_Data section_.
==*==

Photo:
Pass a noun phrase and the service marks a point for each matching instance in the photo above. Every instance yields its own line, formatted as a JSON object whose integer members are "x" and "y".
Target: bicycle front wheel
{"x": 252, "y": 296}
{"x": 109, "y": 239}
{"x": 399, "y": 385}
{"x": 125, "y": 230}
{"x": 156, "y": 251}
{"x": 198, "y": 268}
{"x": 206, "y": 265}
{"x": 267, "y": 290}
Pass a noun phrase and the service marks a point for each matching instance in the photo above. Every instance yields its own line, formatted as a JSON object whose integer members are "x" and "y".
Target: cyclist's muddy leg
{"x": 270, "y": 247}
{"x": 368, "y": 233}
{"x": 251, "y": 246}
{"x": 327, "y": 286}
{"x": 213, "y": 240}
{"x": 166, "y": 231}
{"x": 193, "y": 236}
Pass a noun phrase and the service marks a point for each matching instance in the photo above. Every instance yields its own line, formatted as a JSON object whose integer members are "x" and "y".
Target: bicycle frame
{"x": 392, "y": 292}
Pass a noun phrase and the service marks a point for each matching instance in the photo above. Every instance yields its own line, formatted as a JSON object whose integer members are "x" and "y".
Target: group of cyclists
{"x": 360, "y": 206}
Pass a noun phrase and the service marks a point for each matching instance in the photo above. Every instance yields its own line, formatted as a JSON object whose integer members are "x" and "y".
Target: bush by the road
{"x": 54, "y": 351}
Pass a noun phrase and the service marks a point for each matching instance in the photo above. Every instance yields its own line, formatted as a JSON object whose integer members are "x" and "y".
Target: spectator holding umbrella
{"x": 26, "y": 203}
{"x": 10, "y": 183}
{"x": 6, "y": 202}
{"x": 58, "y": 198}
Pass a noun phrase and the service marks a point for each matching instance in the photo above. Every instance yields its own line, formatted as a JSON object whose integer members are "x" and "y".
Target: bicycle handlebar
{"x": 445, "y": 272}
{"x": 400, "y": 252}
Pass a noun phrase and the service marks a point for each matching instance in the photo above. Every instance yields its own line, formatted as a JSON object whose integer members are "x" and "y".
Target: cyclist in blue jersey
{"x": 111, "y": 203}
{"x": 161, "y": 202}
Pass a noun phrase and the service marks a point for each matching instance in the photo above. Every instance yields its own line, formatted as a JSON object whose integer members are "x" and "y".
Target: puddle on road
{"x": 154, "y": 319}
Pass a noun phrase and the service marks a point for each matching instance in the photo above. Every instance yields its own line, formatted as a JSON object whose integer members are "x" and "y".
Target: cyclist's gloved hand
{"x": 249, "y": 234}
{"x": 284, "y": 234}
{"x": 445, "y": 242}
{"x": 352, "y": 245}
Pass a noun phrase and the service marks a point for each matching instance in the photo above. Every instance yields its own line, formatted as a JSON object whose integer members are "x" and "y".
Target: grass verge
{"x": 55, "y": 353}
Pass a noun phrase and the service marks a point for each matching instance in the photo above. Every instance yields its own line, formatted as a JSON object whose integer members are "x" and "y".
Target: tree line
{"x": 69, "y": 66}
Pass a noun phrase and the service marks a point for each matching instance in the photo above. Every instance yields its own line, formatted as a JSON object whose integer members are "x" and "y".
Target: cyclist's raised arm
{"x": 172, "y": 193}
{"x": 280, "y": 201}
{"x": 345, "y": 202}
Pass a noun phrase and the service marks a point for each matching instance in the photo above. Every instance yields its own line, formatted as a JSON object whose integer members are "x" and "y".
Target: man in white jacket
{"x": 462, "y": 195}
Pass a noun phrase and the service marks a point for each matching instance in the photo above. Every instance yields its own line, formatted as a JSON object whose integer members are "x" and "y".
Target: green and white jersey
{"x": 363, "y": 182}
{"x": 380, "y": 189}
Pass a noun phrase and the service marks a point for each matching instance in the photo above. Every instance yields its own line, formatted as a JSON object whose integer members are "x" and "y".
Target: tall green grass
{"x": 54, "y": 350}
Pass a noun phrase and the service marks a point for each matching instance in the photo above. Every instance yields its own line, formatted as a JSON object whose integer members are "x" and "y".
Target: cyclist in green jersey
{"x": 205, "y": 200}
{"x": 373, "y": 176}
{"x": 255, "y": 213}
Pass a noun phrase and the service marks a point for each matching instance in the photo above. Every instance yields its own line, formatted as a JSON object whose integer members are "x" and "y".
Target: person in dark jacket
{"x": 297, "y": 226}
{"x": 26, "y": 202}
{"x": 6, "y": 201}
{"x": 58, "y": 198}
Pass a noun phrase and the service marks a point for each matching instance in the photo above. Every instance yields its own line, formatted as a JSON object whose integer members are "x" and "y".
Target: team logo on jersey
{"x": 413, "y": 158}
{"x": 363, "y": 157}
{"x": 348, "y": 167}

==*==

_Work instruction_.
All entries are to be copied exactly as they read.

_Response below_.
Photo:
Pass a noun phrase and the service marks a point for each matching instance in the photo above. Every instance yields its own line, formatted as a JSON object whose integer members are "x" and "y".
Target: bicycle front wheel
{"x": 252, "y": 296}
{"x": 109, "y": 239}
{"x": 399, "y": 385}
{"x": 125, "y": 230}
{"x": 156, "y": 251}
{"x": 198, "y": 268}
{"x": 206, "y": 265}
{"x": 267, "y": 290}
Pass a noun phrase and the service marks a point for each matching instance in the photo above. Every instance yields its own line, formatted as a JSON object whose integer members are "x" and "y".
Target: cyclist's muddy leg
{"x": 270, "y": 247}
{"x": 368, "y": 233}
{"x": 251, "y": 246}
{"x": 327, "y": 286}
{"x": 213, "y": 240}
{"x": 166, "y": 231}
{"x": 193, "y": 236}
Pass a noun phrase and the service marks a point for each matching instance in the photo above. Every instance yields its own line, formatted as a JSON object whose integer members are "x" and "y".
Target: bicycle frame
{"x": 392, "y": 292}
Pass a noun phrase and the service marks a point for each matching instance in the photo above. Every instance yields its own line, formatted as a JSON object whose integer members are "x" and "y".
Target: group of cyclists
{"x": 360, "y": 206}
Pass a noun phrase and the service marks a point for each matching instance in the photo above. Every instance yields its own line, formatted as a JSON object whose integer members are "x" and "y".
Target: bush by the road
{"x": 54, "y": 351}
Pass a noun phrase and the service marks a point for each matching instance in the photo above. Every instance yields its own line, formatted as a JSON object whose integer members are "x" and "y".
Target: spectator holding umbrella
{"x": 26, "y": 203}
{"x": 10, "y": 183}
{"x": 6, "y": 202}
{"x": 58, "y": 198}
Pass a noun phrase and the service marks a point for each matching instance in the photo above. Every instance yields its own line, formatted as a JSON object whose integer members are "x" and "y".
Target: bicycle handlebar
{"x": 445, "y": 272}
{"x": 400, "y": 252}
Pass a noun phrase and the service marks a point for each matching instance in the photo above. Every instance yields its own line, formatted as a JSON object whose integer members are "x" and "y".
Target: cyclist in blue jersey
{"x": 111, "y": 203}
{"x": 161, "y": 202}
Pass a noun phrase and the service marks a point for each matching instance in the photo above. Every instance yields its own line, formatted as a JSON object whose integer members are "x" and "y".
Target: puddle on road
{"x": 154, "y": 319}
Pass a noun phrase and the service marks a point for each matching instance in the photo above. Every instance yields its own line, formatted as a JSON object whose integer members are "x" and "y".
Target: cyclist's gloved hand
{"x": 249, "y": 234}
{"x": 284, "y": 234}
{"x": 445, "y": 242}
{"x": 352, "y": 245}
Pass a noun phrase and the service marks a point for each matching instance in the photo above. Every instance yields its own line, formatted as a JSON object whose integer members are "x" and "y".
Target: grass verge
{"x": 55, "y": 353}
Pass a noun phrase and the service marks a point for each matching instance in the photo above. Every instance yields its own line, formatted as a JSON object whose integer members are "x" and "y".
Target: tree line
{"x": 69, "y": 66}
Pass a noun phrase and the service marks a point for each matching instance in the photo above. Every instance yields its own line, formatted as a JSON object whose integer members are "x" and "y".
Target: cyclist's raised arm
{"x": 172, "y": 193}
{"x": 280, "y": 201}
{"x": 345, "y": 202}
Pass a noun phrase and the service marks a point for each matching instance in the photo above. Every instance yields its own line, formatted as a JSON object whose integer members are "x" and "y".
Target: man in white jacket
{"x": 462, "y": 195}
Pass a noun phrase and the service marks a point for each matching instance in the photo above. Every instance yields its own line, formatted as a JSON object whose integer members are "x" and "y".
Target: green and white jersey
{"x": 363, "y": 182}
{"x": 380, "y": 189}
Pass a noun phrase and the service marks a point for each matching instance in the photo above. Every instance yields its own line, formatted as a JSON object whose integer members are "x" and "y".
Target: tall green grass
{"x": 54, "y": 350}
Pass a noun phrase and the service marks a point for each matching instance in the photo above. Every instance yields its own line, formatted as a JSON object whose integer members are "x" and "y".
Target: cyclist in green jersey
{"x": 205, "y": 200}
{"x": 373, "y": 176}
{"x": 255, "y": 213}
Pass a noun phrase and the service marks a point for each matching instance in the photo above. Every instance yields its own line, formatted as a JSON object whose integer members are "x" and "y".
Target: person in dark jacket
{"x": 297, "y": 226}
{"x": 26, "y": 202}
{"x": 6, "y": 201}
{"x": 58, "y": 198}
Pass a noun phrase and the service marks a point for each matching instance in the photo above. Every instance yields its own line, formatted as a JSON object whose integer members are "x" and "y".
Target: team logo on jersey
{"x": 413, "y": 158}
{"x": 363, "y": 157}
{"x": 348, "y": 167}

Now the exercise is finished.